[Saved data entries]
>>>

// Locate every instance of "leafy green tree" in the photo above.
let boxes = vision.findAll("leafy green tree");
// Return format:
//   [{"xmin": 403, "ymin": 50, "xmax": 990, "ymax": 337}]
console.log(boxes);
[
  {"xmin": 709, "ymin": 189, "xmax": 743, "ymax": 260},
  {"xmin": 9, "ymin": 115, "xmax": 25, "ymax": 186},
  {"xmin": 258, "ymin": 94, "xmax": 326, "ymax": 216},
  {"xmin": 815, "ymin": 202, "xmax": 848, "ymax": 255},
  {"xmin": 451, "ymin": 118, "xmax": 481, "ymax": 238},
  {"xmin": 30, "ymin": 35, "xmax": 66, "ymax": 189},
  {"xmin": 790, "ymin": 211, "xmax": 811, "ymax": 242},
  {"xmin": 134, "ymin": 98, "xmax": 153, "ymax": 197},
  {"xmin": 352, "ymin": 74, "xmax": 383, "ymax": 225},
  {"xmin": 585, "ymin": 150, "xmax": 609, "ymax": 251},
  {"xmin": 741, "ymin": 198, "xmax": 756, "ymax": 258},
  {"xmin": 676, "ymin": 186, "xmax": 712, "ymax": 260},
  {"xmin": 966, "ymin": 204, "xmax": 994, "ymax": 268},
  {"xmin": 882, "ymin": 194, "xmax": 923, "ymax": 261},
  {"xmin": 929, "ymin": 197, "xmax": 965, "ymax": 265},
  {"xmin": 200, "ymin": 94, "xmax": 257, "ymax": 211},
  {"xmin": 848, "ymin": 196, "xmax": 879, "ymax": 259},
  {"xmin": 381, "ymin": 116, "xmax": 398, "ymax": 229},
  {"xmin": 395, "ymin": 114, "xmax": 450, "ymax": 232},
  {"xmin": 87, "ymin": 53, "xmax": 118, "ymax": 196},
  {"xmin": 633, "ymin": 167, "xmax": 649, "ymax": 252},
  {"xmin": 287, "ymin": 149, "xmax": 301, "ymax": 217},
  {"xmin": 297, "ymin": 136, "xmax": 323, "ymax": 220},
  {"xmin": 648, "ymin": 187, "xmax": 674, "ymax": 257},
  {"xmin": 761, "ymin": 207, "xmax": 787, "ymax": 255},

<<<

■ Task description: The entries above should be copied out exactly, with none left out.

■ Exercise solution:
// Locate every instance of "leafy green tree" in the photo above.
let boxes = vision.findAll("leafy green tree");
// Return format:
//   [{"xmin": 403, "ymin": 50, "xmax": 990, "ymax": 337}]
console.log(boxes);
[
  {"xmin": 709, "ymin": 189, "xmax": 743, "ymax": 260},
  {"xmin": 9, "ymin": 115, "xmax": 25, "ymax": 186},
  {"xmin": 258, "ymin": 94, "xmax": 326, "ymax": 216},
  {"xmin": 815, "ymin": 202, "xmax": 848, "ymax": 255},
  {"xmin": 451, "ymin": 118, "xmax": 481, "ymax": 238},
  {"xmin": 30, "ymin": 35, "xmax": 66, "ymax": 189},
  {"xmin": 790, "ymin": 211, "xmax": 811, "ymax": 242},
  {"xmin": 134, "ymin": 98, "xmax": 153, "ymax": 197},
  {"xmin": 352, "ymin": 74, "xmax": 383, "ymax": 225},
  {"xmin": 585, "ymin": 150, "xmax": 609, "ymax": 251},
  {"xmin": 741, "ymin": 198, "xmax": 756, "ymax": 258},
  {"xmin": 676, "ymin": 186, "xmax": 712, "ymax": 260},
  {"xmin": 966, "ymin": 204, "xmax": 994, "ymax": 268},
  {"xmin": 882, "ymin": 194, "xmax": 923, "ymax": 261},
  {"xmin": 929, "ymin": 197, "xmax": 965, "ymax": 265},
  {"xmin": 200, "ymin": 94, "xmax": 257, "ymax": 211},
  {"xmin": 848, "ymin": 196, "xmax": 879, "ymax": 259},
  {"xmin": 381, "ymin": 116, "xmax": 398, "ymax": 229},
  {"xmin": 395, "ymin": 114, "xmax": 450, "ymax": 232},
  {"xmin": 87, "ymin": 53, "xmax": 118, "ymax": 196},
  {"xmin": 633, "ymin": 167, "xmax": 649, "ymax": 252},
  {"xmin": 287, "ymin": 149, "xmax": 301, "ymax": 217},
  {"xmin": 297, "ymin": 136, "xmax": 323, "ymax": 220},
  {"xmin": 648, "ymin": 187, "xmax": 674, "ymax": 257},
  {"xmin": 761, "ymin": 207, "xmax": 787, "ymax": 255},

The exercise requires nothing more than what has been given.